**** Data entries

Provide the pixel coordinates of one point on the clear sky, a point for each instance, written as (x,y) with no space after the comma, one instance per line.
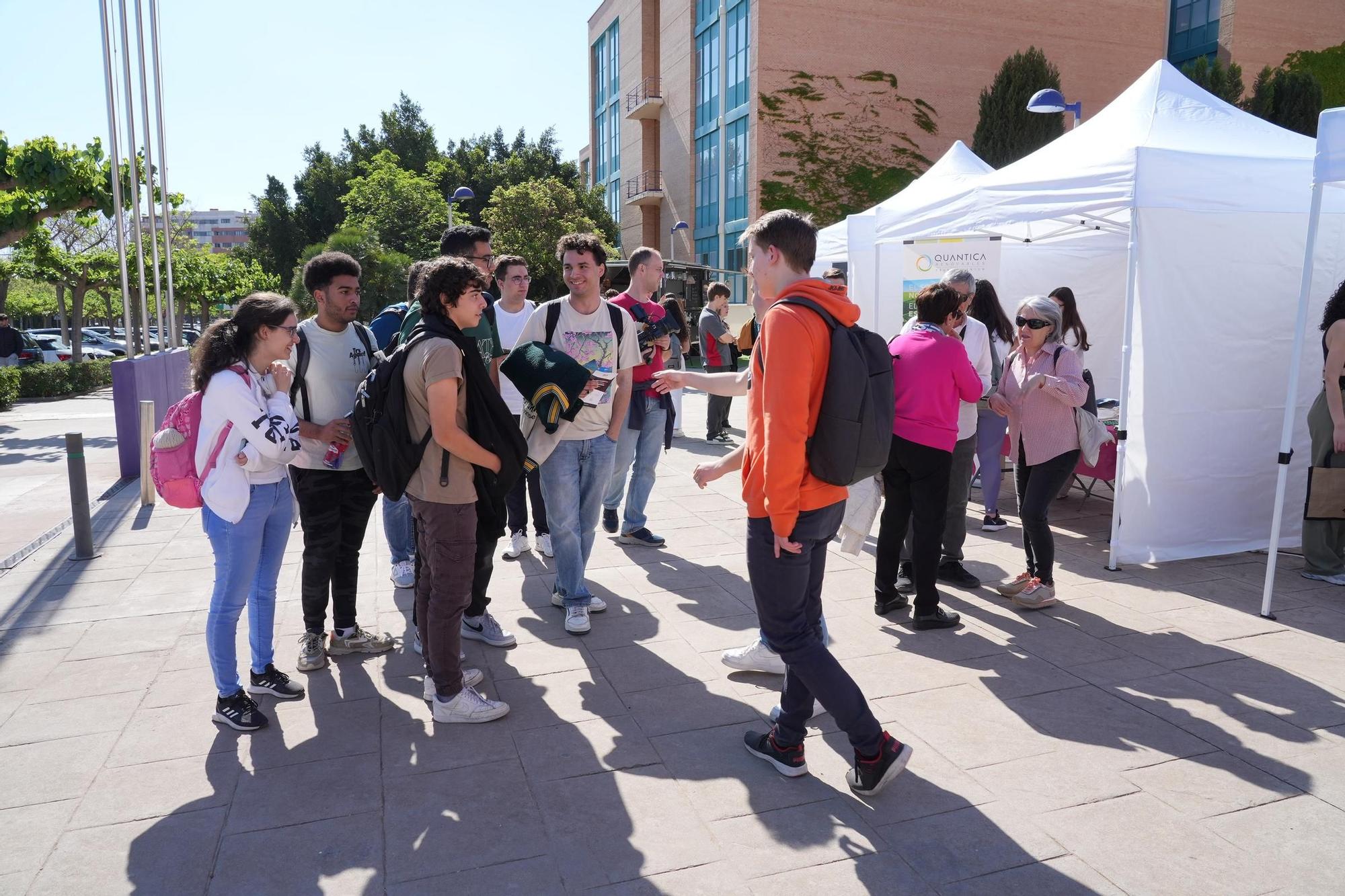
(249,84)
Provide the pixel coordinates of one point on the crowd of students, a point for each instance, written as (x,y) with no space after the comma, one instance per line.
(278,395)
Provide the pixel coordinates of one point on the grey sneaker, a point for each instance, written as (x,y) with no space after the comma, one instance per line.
(311,654)
(361,642)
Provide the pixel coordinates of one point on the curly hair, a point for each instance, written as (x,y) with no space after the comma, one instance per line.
(229,339)
(446,276)
(590,243)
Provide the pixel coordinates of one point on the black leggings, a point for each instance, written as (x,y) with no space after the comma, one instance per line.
(1038,487)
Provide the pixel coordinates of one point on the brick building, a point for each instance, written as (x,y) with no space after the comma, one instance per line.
(676,84)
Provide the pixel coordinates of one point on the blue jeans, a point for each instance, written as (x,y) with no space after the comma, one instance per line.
(397,529)
(574,479)
(644,447)
(248,557)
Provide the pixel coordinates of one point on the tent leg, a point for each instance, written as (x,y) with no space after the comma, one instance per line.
(1286,434)
(1126,338)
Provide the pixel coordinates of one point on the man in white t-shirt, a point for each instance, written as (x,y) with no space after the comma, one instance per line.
(578,471)
(334,493)
(512,314)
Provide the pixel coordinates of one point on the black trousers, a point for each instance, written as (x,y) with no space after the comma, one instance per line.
(787,591)
(915,485)
(334,507)
(529,487)
(1038,487)
(718,413)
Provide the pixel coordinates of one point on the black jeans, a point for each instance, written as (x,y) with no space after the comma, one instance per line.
(787,591)
(529,487)
(334,507)
(718,412)
(915,483)
(1038,487)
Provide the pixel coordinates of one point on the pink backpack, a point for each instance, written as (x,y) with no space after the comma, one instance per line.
(173,454)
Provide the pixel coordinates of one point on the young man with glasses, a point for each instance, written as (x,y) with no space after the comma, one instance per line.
(512,314)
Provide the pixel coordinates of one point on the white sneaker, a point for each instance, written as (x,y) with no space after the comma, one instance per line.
(597,604)
(469,706)
(755,657)
(471,678)
(404,573)
(485,627)
(576,620)
(517,544)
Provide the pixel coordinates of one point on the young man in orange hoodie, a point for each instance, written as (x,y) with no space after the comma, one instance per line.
(793,514)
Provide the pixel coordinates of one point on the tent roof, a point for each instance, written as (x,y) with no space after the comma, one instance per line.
(1163,143)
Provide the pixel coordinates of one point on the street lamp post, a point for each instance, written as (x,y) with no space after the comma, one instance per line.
(680,225)
(1051,100)
(462,193)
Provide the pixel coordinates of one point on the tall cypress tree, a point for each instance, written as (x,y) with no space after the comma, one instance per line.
(1007,131)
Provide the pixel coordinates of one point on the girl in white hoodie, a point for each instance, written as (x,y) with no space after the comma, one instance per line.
(239,366)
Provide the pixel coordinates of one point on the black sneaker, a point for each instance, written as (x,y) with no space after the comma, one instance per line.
(641,536)
(871,775)
(787,760)
(941,618)
(240,712)
(956,573)
(276,684)
(906,579)
(884,602)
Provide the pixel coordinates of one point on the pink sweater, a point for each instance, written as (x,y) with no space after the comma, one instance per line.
(933,374)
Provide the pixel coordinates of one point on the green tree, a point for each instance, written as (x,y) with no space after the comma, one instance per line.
(529,218)
(401,209)
(1223,81)
(845,150)
(1292,100)
(1007,131)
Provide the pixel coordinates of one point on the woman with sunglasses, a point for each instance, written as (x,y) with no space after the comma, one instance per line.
(1040,386)
(251,431)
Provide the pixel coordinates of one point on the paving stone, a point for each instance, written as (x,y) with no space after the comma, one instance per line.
(333,856)
(135,857)
(1121,837)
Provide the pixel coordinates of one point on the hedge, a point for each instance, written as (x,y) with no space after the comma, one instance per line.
(53,381)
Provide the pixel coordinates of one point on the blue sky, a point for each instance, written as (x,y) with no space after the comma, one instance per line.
(249,84)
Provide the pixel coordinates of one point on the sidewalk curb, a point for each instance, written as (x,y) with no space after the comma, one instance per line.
(20,556)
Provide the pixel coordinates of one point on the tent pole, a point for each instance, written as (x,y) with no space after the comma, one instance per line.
(1126,338)
(1286,434)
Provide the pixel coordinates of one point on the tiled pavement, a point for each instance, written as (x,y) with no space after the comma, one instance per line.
(1151,735)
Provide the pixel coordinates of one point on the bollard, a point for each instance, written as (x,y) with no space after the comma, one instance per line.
(79,497)
(147,434)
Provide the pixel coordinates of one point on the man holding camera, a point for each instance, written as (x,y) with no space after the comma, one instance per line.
(650,416)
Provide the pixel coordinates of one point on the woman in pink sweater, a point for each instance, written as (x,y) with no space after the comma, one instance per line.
(933,374)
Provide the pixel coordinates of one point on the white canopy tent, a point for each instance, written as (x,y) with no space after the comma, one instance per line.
(1199,214)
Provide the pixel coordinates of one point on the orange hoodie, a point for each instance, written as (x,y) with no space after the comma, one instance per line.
(789,373)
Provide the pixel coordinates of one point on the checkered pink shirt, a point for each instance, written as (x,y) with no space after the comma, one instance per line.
(1044,417)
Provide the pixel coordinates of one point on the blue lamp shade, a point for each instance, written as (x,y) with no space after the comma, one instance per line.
(1048,100)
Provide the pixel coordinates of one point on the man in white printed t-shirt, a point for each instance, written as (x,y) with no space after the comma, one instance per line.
(602,337)
(334,493)
(512,314)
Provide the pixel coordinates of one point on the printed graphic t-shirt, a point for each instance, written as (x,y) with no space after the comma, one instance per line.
(590,341)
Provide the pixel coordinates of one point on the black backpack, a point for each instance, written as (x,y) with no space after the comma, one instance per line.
(380,424)
(859,404)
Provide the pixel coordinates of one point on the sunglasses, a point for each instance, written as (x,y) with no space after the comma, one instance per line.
(1035,323)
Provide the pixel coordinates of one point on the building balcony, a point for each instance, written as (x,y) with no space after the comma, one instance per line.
(645,100)
(646,189)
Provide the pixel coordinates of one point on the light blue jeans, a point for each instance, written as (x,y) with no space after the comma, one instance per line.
(574,479)
(248,557)
(642,447)
(397,529)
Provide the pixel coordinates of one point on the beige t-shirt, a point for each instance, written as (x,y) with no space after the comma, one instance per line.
(430,362)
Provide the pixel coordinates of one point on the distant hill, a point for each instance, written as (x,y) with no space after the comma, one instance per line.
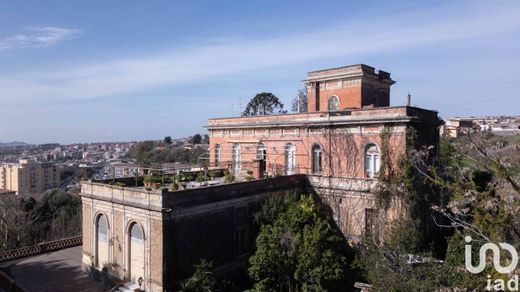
(12,144)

********

Please write out again the part of the records above that opens with the line containing "Provide the pixel coordinates of one point on the distant" and closes with the end of the records, both ends included. Leave the pictures out.

Provide the pixel coordinates of one point on the distant hill, a point for each instance, written as (x,y) with no space after the comma, one instance per line.
(12,144)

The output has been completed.